Task to carry out: Could you extract every line of the listing below, reproducing each one verbatim but omitting the picture?

Data shown:
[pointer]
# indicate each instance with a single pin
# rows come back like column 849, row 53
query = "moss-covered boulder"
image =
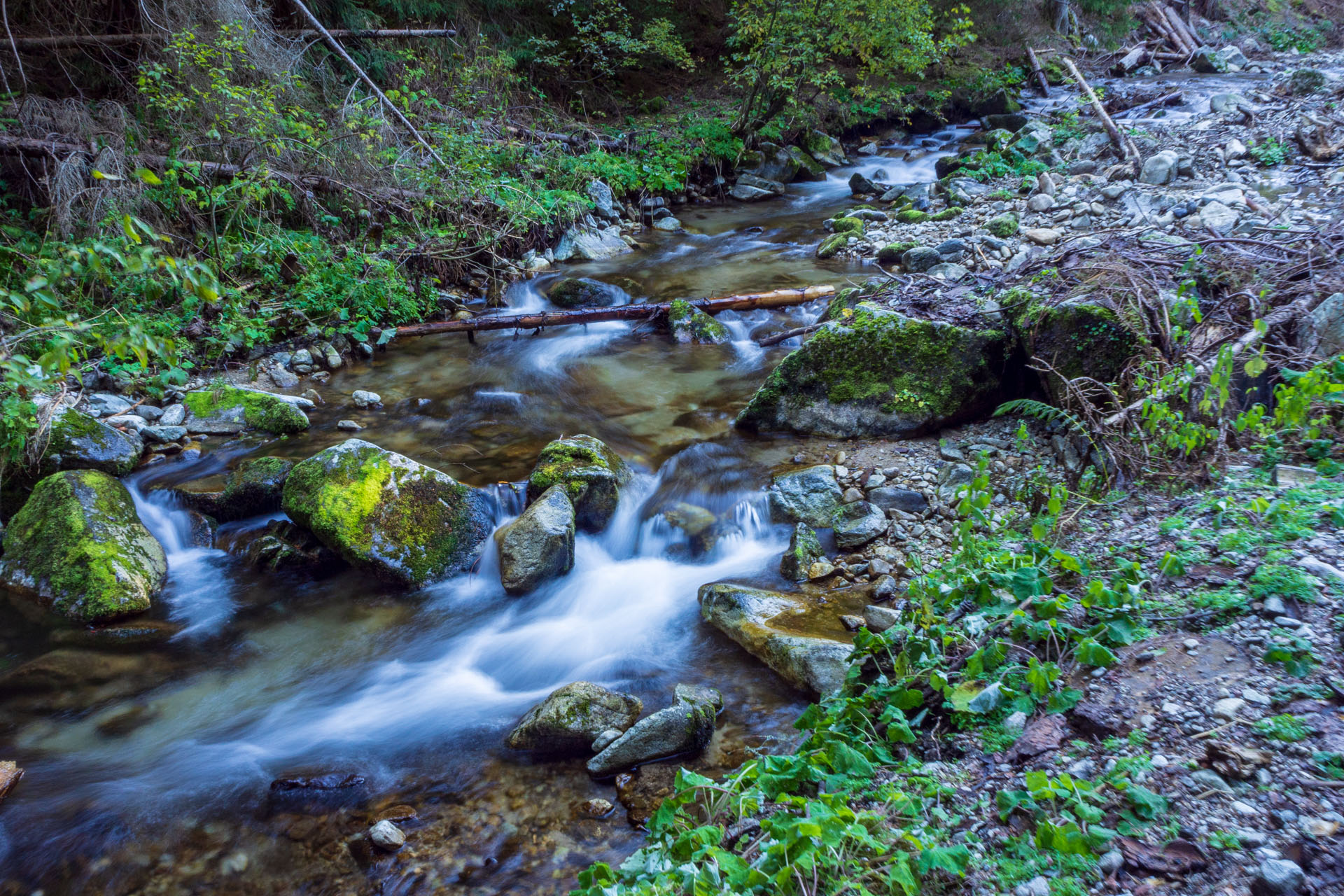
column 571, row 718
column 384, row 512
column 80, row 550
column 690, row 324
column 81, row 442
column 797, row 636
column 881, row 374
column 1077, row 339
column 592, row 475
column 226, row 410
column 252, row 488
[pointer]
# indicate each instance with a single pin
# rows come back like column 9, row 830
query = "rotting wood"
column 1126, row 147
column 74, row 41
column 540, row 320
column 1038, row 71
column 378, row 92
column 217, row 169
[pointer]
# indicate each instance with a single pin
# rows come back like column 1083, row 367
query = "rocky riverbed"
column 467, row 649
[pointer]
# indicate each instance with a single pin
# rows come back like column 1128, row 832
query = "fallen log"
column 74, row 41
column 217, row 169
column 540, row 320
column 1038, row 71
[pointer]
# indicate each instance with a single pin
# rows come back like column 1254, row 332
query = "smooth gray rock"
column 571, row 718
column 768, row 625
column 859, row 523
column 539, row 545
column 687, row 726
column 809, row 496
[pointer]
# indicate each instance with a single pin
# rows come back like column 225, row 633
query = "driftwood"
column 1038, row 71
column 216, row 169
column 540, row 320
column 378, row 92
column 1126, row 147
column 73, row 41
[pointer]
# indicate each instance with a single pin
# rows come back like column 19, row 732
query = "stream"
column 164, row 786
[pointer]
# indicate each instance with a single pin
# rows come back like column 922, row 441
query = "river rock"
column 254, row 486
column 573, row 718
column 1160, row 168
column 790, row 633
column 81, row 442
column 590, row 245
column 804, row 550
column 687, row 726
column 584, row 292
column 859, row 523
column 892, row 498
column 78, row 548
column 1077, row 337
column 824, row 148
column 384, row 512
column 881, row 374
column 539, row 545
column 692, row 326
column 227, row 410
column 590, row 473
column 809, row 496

Task result:
[pointer]
# indicate each instance with a single pin
# rows come back like column 849, row 53
query = "moss-covered boulder"
image =
column 571, row 718
column 384, row 512
column 80, row 550
column 690, row 324
column 81, row 442
column 797, row 636
column 881, row 374
column 1077, row 339
column 592, row 475
column 226, row 410
column 252, row 488
[pointer]
# indicate each instance with a single pin
# rows come back like column 9, row 830
query = "rotting wood"
column 1126, row 147
column 74, row 41
column 540, row 320
column 1038, row 71
column 378, row 92
column 217, row 169
[pointer]
# indicate each instance with a single pin
# rows come back like column 1083, row 367
query = "rocky riverbed"
column 467, row 649
[pointer]
# indicate each instance with a single pin
# rows come back like column 1128, row 832
query = "fallen log"
column 74, row 41
column 217, row 169
column 540, row 320
column 1038, row 71
[pointer]
# indicate each instance with a single pin
# rows come back like column 1254, row 332
query = "smooth gray rock"
column 571, row 718
column 768, row 625
column 859, row 523
column 539, row 545
column 687, row 726
column 809, row 496
[pointer]
# indicate each instance with a single pin
# rows come back like column 225, row 633
query = "driftwood"
column 1038, row 71
column 216, row 169
column 540, row 320
column 378, row 92
column 1126, row 147
column 73, row 41
[pointer]
# indicate each instance with a single pin
# rows come back like column 19, row 732
query = "stream"
column 164, row 786
[pointer]
# indicate each instance with a single pin
# rows come back like column 922, row 441
query = "river rock"
column 254, row 486
column 573, row 718
column 1160, row 168
column 790, row 633
column 81, row 442
column 590, row 245
column 804, row 550
column 687, row 726
column 584, row 292
column 859, row 523
column 892, row 498
column 78, row 548
column 1077, row 337
column 824, row 148
column 384, row 512
column 881, row 374
column 539, row 545
column 692, row 326
column 227, row 410
column 590, row 473
column 809, row 496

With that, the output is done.